-- Source extract --
= = =

Given the torrid outside shooting of DePaul junior guard Draelon Burns (20 points), the Hoyas were fortunate to be deadlocked 30-30 at halftime. But luck had little to do with a second half that was hands-down the finest 20 minutes of basketball the Hoyas have played this season, a half predicated on the kind of old-school defense that Papa John made famous on the Hilltop.
"It was our defense that was the key," said Green, who gave the team its first working margin of the game by powering in a layup over two DePaul defenders to give Georgetown a 49-43 lead with 7:54 remaining. "We couldn't allow them to come out and shoot 70 percent again in the second half. We've got lots of weapons on offense, lots of guys who can score. We have to play the kind of defense we played in the second half to come close to our potential."
In the second half, the Hoyas came at the Blue Demons' array of slashing jumpshooters in relentless waves, holding the visitors to just 26.9 percent shooting. Senior guard Sammy Mejia, DePaul's top scorer, finished the game with just five points on six shots.
And the Hoyas seemed to feed on DePaul's offensive frustration, the entire roster growing less inhibited on both ends to pull away gradually from the overmatched Blue Demons.

= = =

-- Record excerpts --
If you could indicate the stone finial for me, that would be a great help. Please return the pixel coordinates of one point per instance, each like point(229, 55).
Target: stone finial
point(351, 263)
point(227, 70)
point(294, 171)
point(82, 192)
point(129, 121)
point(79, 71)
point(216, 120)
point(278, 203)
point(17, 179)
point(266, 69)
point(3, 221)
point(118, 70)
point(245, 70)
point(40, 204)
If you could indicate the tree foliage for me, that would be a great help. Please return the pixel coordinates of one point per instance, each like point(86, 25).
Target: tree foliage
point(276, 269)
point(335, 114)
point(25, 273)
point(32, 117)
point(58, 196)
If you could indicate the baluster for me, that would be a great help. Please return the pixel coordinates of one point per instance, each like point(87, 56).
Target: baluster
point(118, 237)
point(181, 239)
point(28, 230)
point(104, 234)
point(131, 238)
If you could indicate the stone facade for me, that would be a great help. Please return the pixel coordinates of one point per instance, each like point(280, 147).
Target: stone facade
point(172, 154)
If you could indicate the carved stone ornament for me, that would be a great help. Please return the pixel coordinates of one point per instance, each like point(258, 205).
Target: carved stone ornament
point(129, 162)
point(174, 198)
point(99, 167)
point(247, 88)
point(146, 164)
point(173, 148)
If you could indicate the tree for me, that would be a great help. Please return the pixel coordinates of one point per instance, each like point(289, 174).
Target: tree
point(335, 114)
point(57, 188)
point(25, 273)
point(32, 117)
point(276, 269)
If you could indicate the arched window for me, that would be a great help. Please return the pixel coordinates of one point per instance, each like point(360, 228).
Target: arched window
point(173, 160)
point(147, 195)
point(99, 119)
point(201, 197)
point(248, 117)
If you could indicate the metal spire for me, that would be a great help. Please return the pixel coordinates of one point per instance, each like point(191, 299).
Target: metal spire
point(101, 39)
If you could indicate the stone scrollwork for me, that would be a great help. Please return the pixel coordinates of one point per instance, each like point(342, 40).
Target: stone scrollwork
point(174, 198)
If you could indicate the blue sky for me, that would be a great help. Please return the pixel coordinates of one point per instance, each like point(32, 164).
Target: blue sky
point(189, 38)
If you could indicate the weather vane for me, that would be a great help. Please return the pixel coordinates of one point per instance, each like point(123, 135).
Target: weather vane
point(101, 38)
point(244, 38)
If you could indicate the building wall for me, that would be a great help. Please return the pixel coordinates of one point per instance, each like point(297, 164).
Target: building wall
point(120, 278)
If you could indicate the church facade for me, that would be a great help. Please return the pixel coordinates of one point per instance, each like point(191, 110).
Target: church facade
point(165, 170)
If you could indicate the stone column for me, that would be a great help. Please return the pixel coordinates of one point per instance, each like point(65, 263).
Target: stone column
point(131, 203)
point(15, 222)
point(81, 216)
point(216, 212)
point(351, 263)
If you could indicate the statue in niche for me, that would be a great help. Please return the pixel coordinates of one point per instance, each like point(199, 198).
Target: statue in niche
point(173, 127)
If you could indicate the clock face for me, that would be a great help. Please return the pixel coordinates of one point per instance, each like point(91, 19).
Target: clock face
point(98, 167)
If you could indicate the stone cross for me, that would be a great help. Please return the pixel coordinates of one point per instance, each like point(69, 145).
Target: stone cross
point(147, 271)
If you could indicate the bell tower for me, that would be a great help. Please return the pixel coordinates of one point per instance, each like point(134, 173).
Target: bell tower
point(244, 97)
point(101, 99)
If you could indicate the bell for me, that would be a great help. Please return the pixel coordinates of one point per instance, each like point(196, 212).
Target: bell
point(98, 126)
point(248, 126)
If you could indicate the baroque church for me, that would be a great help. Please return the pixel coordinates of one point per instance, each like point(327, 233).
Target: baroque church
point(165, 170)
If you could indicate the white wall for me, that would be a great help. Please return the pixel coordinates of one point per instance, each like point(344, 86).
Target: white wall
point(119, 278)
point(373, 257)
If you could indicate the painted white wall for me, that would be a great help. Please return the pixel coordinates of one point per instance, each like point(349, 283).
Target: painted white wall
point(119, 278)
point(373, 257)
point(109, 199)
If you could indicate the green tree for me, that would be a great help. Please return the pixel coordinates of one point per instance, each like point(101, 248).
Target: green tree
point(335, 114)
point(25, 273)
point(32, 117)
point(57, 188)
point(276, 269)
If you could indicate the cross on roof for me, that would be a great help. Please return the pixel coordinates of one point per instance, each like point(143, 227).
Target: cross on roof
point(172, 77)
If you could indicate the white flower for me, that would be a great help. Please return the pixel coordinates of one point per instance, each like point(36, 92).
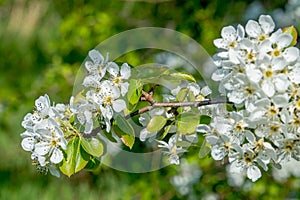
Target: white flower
point(262, 29)
point(51, 142)
point(97, 65)
point(230, 37)
point(119, 75)
point(171, 149)
point(43, 107)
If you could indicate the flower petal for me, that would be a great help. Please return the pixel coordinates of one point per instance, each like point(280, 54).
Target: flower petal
point(56, 156)
point(253, 29)
point(268, 88)
point(267, 24)
point(96, 56)
point(253, 173)
point(119, 105)
point(125, 71)
point(28, 143)
point(42, 148)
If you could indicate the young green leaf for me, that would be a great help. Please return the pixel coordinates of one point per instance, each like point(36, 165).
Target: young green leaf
point(204, 150)
point(291, 30)
point(124, 130)
point(92, 164)
point(134, 91)
point(92, 146)
point(156, 123)
point(187, 123)
point(182, 94)
point(76, 159)
point(183, 76)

= = =

-- Instruction 1 --
Recast the entries in the part that opens with the line containing "If you could indicate the arched" and closes with the line containing "point(189, 38)" as a two-column CSV with the headers "text" and "answer". Give one row per entry, with each field quoted and line breaks turned into spaces.
-- Instruction 2 --
Carry on the Georgetown–DePaul game report from the point where it stops.

-- Response 1 --
text,answer
"If you could indicate the arched window for me, that would be a great help. Please return the pixel coordinates of one point per instance, each like point(360, 228). Target: arched window","point(173, 160) point(147, 195) point(99, 119) point(201, 197) point(248, 117)"
"If you could indicate the metal spire for me, that would be a great help. Please return the pixel coordinates of one point per instance, each like point(191, 299). Target: metal spire","point(101, 39)"
"If you could indicate the stone scrollwork for me, that would be a great help. Please return the pixel coordinates of one point per instance, each like point(342, 40). Target: stone scrollwork","point(174, 198)"
"If you could indicate the blue sky for me, that would be a great help. Please return the pixel coordinates of one point per instance, each like point(32, 164). Target: blue sky","point(189, 38)"

-- Response 2 --
DePaul made just three field goals over the final 9:36. Meanwhile, the Hoyas scored on virtually every possession, receiving yet another huge lift from Summers and a surprise boost from backup freshman point guard Jeremiah Rivers. Forced into extensive duty because of foul trouble on both junior point guard Jon Wallace (11 points, no turnovers) and sophomore running mate Jessie Sapp (five assists, one turnover), Rivers demonstrated poise in the face of the DePaul press. Adeptly handling 15 minutes of chaotic stress from DePaul, Rivers finished the game with four points, four rebounds, one assist and only one turnover.
"Jeremiah was huge for us tonight," Summers said. "He has a great attitude, is always positive and confident, and that's contagious."
Success is becoming contagious for a Georgetown team that has now won three in a row and 10 of 12, finally beginning to realize some of the potential that prompted the media to bestow a No. 8 ranking on the team before the season.
Said Wallace: "We've still got a long way to go, but I think it's pretty clear that we're making strides in the right direction."